Cuenta cuántas líneas de las filas siguientes contienen la palabra "white", distinguiendo entre mayúsculas y minúsculas. Responde solo con el número.

── ENTRADAS DE DATOS

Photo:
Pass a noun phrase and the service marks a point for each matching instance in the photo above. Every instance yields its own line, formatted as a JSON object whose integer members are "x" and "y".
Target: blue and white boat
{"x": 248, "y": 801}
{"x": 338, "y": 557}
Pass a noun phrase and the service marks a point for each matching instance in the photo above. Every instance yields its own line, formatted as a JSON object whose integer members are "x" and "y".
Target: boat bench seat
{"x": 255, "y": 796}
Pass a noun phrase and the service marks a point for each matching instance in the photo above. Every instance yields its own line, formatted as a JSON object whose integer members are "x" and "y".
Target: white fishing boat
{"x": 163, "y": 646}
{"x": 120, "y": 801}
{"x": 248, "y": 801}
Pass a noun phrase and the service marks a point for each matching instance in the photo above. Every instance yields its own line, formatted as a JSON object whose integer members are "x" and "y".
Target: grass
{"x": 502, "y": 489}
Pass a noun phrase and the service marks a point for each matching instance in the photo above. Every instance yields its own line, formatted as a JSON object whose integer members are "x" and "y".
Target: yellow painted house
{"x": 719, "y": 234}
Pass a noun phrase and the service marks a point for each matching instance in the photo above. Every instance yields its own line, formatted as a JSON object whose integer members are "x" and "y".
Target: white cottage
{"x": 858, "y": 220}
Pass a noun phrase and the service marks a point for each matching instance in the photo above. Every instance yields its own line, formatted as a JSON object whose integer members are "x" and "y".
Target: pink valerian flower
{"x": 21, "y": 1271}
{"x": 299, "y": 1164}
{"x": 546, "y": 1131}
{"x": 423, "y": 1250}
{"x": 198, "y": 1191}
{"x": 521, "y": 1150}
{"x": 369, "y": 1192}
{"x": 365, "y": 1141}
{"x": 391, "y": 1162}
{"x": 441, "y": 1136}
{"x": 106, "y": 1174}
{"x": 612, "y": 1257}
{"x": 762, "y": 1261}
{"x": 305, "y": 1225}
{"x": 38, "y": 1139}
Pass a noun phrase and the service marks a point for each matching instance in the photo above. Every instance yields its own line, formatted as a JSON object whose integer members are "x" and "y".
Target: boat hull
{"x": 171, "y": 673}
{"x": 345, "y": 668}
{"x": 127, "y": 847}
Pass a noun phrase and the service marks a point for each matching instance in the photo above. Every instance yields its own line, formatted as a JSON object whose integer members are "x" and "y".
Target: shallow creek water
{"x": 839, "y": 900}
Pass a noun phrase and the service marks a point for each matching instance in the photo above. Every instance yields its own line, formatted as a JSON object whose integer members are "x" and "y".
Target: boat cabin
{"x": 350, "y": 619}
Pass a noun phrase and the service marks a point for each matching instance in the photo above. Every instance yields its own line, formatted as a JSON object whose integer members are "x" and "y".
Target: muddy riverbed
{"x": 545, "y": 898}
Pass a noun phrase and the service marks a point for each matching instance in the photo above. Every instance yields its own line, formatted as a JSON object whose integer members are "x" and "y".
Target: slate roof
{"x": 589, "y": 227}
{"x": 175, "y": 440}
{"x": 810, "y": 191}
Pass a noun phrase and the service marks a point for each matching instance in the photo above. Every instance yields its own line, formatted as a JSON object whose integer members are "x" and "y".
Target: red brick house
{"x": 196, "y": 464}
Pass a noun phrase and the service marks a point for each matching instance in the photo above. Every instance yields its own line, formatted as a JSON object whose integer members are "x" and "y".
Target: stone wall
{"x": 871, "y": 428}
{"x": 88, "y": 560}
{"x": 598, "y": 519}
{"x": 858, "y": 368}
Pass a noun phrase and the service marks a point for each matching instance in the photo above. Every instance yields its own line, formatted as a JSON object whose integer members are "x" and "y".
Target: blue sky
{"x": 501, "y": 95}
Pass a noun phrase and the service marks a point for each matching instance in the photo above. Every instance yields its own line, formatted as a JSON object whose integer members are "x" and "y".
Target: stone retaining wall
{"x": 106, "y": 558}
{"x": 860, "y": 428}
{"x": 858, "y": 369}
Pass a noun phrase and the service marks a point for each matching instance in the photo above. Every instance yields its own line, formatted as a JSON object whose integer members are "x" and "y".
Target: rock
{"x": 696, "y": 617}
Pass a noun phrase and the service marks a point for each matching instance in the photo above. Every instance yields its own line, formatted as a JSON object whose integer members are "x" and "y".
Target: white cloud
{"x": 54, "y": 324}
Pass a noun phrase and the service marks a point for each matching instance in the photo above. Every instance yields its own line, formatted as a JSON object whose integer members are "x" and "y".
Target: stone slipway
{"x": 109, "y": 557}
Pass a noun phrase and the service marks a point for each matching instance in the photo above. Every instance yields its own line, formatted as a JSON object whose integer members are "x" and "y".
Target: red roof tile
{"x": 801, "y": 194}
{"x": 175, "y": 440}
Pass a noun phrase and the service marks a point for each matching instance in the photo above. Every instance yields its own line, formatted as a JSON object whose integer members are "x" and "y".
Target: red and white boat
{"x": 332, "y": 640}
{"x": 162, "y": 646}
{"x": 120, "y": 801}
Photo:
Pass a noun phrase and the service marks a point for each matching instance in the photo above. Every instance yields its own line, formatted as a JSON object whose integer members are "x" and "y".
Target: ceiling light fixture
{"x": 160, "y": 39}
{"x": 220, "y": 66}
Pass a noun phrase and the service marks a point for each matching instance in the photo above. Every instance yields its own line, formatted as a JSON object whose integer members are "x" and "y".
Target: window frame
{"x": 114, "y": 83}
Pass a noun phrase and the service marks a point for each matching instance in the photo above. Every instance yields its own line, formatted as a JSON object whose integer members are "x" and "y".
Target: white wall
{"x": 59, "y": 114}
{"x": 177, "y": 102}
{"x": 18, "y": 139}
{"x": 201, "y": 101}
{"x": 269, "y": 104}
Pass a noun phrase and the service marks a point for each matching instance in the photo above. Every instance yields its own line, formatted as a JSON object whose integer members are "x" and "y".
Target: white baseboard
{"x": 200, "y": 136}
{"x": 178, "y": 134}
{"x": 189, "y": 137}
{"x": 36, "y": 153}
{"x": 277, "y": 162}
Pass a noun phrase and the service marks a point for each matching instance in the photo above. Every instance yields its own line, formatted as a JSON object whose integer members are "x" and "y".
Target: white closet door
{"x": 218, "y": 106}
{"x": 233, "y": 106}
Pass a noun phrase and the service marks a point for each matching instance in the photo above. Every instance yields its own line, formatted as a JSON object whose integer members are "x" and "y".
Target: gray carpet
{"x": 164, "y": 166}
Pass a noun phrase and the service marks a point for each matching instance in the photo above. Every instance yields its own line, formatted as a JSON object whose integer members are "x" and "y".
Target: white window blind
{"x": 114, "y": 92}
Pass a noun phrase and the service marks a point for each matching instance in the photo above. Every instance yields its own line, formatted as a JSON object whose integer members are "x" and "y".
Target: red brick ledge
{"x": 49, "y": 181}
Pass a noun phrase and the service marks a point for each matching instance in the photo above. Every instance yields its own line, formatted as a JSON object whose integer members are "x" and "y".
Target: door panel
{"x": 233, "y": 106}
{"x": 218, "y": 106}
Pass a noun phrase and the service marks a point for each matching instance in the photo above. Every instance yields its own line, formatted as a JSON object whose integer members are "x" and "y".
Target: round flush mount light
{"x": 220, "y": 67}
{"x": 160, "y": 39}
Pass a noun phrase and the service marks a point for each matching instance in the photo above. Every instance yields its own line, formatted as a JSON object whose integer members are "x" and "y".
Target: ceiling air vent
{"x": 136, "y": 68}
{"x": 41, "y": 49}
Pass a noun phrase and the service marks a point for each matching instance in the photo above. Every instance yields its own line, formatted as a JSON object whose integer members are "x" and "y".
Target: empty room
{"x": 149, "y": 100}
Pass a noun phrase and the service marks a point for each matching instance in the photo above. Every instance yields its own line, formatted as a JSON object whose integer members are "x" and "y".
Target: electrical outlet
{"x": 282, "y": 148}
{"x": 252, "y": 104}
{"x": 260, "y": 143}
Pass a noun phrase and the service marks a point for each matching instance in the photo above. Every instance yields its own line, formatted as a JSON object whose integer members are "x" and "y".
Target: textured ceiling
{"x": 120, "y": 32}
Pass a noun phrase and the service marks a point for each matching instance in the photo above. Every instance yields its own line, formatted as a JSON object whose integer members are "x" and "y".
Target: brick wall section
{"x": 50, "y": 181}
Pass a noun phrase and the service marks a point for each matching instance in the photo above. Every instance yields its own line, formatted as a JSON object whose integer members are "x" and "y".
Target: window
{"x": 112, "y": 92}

────

PROBLEMA RESUELTO — 9